*Extract provided:*

-- Opening Marker --

Got another one. In “Carlito’s Way” which I think is a pretty standard mobster melodrama, Carlito spots a beautiful woman practicing ballet in a basement dance studio with a group of other would-be ballerinas and is smitten with her – she obviously represents everything he wants to escape to when he leaves his mobster lifestyle.

Later, he goes to a strip club owned by one of his former gangster buddies, and he spots a famliliar dancer onstage with her back to him. She turns around and flings her arms wide, exposing her breasts (and her face) to him and the crowd, and he sees (of course) that it’s his ballerina.

Then he stands there looking disappointed as she continues to dance onstage. It’s a nice reiteration of the theme of the movie – Carlito reaches out for a ballerina, and naturally picks the one among them who is also a stripper, thus returning him to his old world.

A movie not well known in the U.S.: Almadovar’s Talk To Her. Overall, a so-so movie with a murky plot but ONE scene that is burned forever into your retinas.

One of the characters is a fan of silent movies and, 3 or 4 times during the course of the movie, there is a short clip from a (simulated) silent movie acting as an allegory for what’s going on in the main movie. One of these clips (featuring Paz Vega before she became known to American audiences) is of a young woman whose fiance becomes the Incredible Shrinking Man. She stands by him but, one night when he is about six inches tall, he finds himself longing for the sexuality he once knew…

My wife sat staring with her mouth wide open as I rolled on the floor laughing. If you had asked me before, I would have said that never, NEVER in the history of cinema had anyone thought to put that image on film.

Arena fits into the same category nicely.

-- Closing Marker --

*Study material:*
-- Opening Marker --

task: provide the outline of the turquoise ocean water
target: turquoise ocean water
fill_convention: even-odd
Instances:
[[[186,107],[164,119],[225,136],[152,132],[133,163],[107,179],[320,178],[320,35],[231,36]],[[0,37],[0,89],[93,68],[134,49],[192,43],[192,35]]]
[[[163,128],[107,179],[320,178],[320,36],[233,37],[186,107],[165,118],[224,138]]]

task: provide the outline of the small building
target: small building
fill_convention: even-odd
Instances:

-- Closing Marker --

*Activities:*
• a. In the film commentary, rewrite the paragraph beginning "Got another one." as a short bulleted list that keeps its main facts.
• b. Answer these from the film commentary, one line each:
(i) Who owns the strip club Carlito goes to?
(ii) How many times during Talk To Her does a short clip from a simulated silent movie appear?
(iii) What did the writer's wife do while the writer rolled on the floor laughing?
• c. Reproduce the film commentary word for word, everything from "Later, he goes" down to "it’s his ballerina.".

*Response list:*
• a.
- The film is "Carlito's Way," which the writer considers a pretty standard mobster melodrama.
- Carlito spots a beautiful woman practicing ballet with a group of other would-be ballerinas in a basement dance studio.
- He is smitten with her.
- She represents everything he wants to escape to when he leaves his mobster lifestyle.

• b.
(i) One of his former gangster buddies.
(ii) 3 or 4 times.
(iii) She sat staring with her mouth wide open.

• c.
Later, he goes to a strip club owned by one of his former gangster buddies, and he spots a famliliar dancer onstage with her back to him. She turns around and flings her arms wide, exposing her breasts (and her face) to him and the crowd, and he sees (of course) that it’s his ballerina.